Please rewrite the passage about the Brevoort Houses water problems, starting with "Problems first began" and going on through "for fresh water.", changing "spigots" to "faucets".

**Extract provided:**
=-=-=
Brooklyn Borough President Eric Adams holds one of the buckets that Brevoort Houses residents are using to bring fresh water into their homes.
Problems first began at the Brevoort Houses about a month ago, when residents reported intermittent water pressure on the NYCHA online dashboard, a website meant to record and track tenant complaints.
NYCHA turned the water off, then it came back on for about five hours with the issue logged as resolved.
Shortly after, it went off again, Adams said. Now residents in 13 buildings and 894 apartments are still relying on a row of spigots set up at 311 Patchen Ave. for fresh water.
And they have no idea when NYCHA will finish fixing the undisclosed problem in one tank and cleaning the second, where maintenance workers found a homeless person sleeping, the Borough President said.
“That homeless person had a better accommodation than some of the apartments we’ve seen in NYCHA,” Adams said. “He would rather sleep in a tank then some of these apartments.”
=-=-=
**Data shown:**
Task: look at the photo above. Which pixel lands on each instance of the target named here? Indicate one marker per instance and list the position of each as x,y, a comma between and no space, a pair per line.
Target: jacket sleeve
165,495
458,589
=-=-=
**Correct answer:**
Problems first began at the Brevoort Houses about a month ago, when residents reported intermittent water pressure on the NYCHA online dashboard, a website meant to record and track tenant complaints.
NYCHA turned the water off, then it came back on for about five hours with the issue logged as resolved.
Shortly after, it went off again, Adams said. Now residents in 13 buildings and 894 apartments are still relying on a row of faucets set up at 311 Patchen Ave. for fresh water.